# Selected passage
*** Block opens ***
Another adventurous class with Jean Charles

After Shawn decided to answer a question he didn't know in English, Jean Charles enacted a new class rule. A 10 Euro fine for every time a student breaks out in English. Sara's three English language outbursts occurred before the new rule. I hope Jean Charles actually collects.

I made friends with Olga today. She's here from Moscow for two years because her husband was transferred to Paris for work. She, her 17 year old daughter, 3 year old son, and husband live near the Seine. Natsuki was back today after being absent on Tuesday. She is hopelessly lost. I try to explain and help her as best I can, but I'm afraid she's in over her head.

The highlight of today's class was Jean Charles on French President Nicholas Sarkozy. Jean Charles despises Sarkozy and claims that the French are the laughing stocks of Europe because of him. It's sad, but I sort of enjoy Jean Charles on a rant. Jean Charles likes Sarkozy's wife, Carla Bruni. Apparently she is beautiful, intelligent, and elegant.

Wednesday, April 1, 2009

An average day

I spent the morning working from my petite apartment, listening to music and watching the British commentators discuss the G20 summit.

About 1pm, I headed to the Musée D'Orsay. It's probably my favorite Parisian museum since it primarily includes 19th and early 20th century art. I decided to grab lunch in the cafeteria and was sorely disappointed by the selection. I've eaten here several times over the years and always remember it as a treat. Either the quality has declined or my taste has improved. Not sure which.

I love walking through the galleries. I stopped frequently to listen to guides in both French and English discuss the paintings. Things in Paris are becoming more crowded, particularly with school groups, since we're getting closer to Easter. Many groups were in the museum today.
*** Block closes ***
# What is being asked
Carry on the Paris diary about French class and the Musée d'Orsay from its final sentence, "Many groups were in the museum today."

# Recorded data
*** Block opens ***
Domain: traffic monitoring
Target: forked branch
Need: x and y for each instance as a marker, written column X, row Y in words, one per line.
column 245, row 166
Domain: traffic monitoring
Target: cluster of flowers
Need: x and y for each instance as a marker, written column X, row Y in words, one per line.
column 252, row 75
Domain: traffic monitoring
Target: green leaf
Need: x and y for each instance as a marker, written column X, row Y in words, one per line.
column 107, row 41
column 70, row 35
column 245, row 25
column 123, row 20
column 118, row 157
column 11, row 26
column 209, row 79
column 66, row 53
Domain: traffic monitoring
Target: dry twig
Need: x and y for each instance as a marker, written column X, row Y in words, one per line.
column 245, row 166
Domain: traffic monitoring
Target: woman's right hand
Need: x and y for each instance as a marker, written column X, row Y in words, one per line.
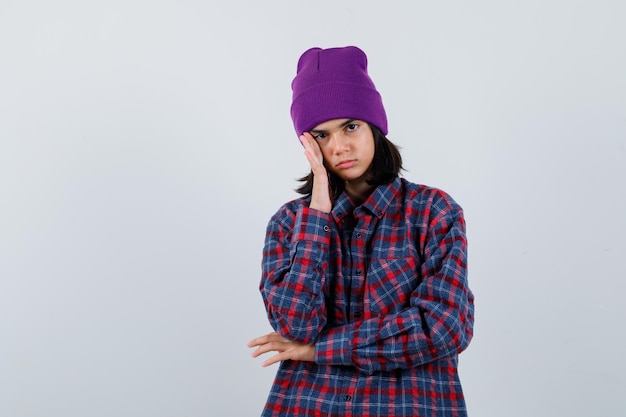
column 320, row 198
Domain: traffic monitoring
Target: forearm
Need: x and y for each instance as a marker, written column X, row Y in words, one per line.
column 407, row 339
column 294, row 263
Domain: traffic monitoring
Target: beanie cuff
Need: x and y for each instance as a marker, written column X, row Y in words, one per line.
column 335, row 100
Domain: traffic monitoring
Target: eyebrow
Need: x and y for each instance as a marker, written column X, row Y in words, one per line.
column 343, row 124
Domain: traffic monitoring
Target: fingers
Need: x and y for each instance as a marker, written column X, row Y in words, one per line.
column 286, row 349
column 261, row 340
column 313, row 153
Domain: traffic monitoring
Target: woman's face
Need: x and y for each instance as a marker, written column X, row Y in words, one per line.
column 347, row 146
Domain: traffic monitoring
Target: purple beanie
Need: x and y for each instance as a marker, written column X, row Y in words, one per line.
column 333, row 84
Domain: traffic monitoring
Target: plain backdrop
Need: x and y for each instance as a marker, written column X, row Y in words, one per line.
column 145, row 144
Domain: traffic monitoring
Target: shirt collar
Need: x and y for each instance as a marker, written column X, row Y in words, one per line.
column 377, row 203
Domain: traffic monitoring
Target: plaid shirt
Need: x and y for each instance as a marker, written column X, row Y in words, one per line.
column 381, row 289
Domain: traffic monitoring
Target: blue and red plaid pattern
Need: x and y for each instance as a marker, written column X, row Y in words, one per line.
column 381, row 289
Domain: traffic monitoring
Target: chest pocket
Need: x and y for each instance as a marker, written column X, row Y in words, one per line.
column 389, row 285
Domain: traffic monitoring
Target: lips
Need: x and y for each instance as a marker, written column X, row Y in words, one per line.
column 349, row 163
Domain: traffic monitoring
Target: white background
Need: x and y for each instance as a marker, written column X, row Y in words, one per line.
column 144, row 145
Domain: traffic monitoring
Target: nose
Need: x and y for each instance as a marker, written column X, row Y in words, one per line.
column 340, row 142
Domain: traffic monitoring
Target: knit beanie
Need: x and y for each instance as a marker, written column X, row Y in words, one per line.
column 334, row 84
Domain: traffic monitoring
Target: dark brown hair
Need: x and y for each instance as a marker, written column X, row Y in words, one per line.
column 386, row 166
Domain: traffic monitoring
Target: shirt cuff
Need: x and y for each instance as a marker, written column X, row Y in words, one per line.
*** Block closes ***
# Reply to the exercise
M absolute favorite painting is Alexandre Cabanel's Birth of Venus. I sat for awhile in the gallery where this masterpiece hangs, just staring. I may go back to see it.

Since I was starving, I tried my luck once again and ventured into the more upscale Musée D'Orsay café for a café creme and a small pastry. Good fortune struck. Both the coffee and cheesecake were great.

Headed out of the museum, only to be nearly accosted by a gypsy woman running a scam. I deftly avoided her and moved on. I despise the criminals who prey on tourists. I am on guard constantly around the museums precisely because of people like this. Unless I have a destination in mind, I avoid the tourist sections of town. In otherwise, no Eiffel Tower visit on this trip.

I crossed the Seine and walked to the Tuileries Garden, outside the Louvre. The chairs around the ponds were mostly occupied. I found a chair and wrote a few postcards in the waning afternoon sun. The Louvre is open until 8pm tonight, so I headed there next. I've been to the Louvre before so I didn't plan to stop there on this trip. But, there's a temporary exhibit on Egyptian art right now that I wanted to check out. Unfortunately, my museum pass wasn't good for the exhibit; they wanted another 11 euros to enter (equivalent $14). I didn't want to see the exhibit that much.

Found the secret entrance/exit out of the Louvre, jumped on the Metro, and headed home. I unconsciously breathed a sigh of relief upon reaching the Marais and the Village of Saint Paul. I picked up a small baguette for dinner and walked the rest of the way to the apartment.

Without Nino here to prod me, I stay in at night. I heated up my leftover gnochhi, sautéed eggplant, and aged manchego. Cut a little more manchego from my wedge, poured some olive oil, and sliced up the baguette. I finished dinner with my slice of tarte normande from last night since I fell asleep long before I was hungry for it. (It had cranberries in it, btw).

Right now, I'm talking to Nino and the beagles via Skype. Then, I plan to watch a French movie, Priceless, with Audrey Tautou before hitting the sack and starting all over again on another adventure with Jean Charles.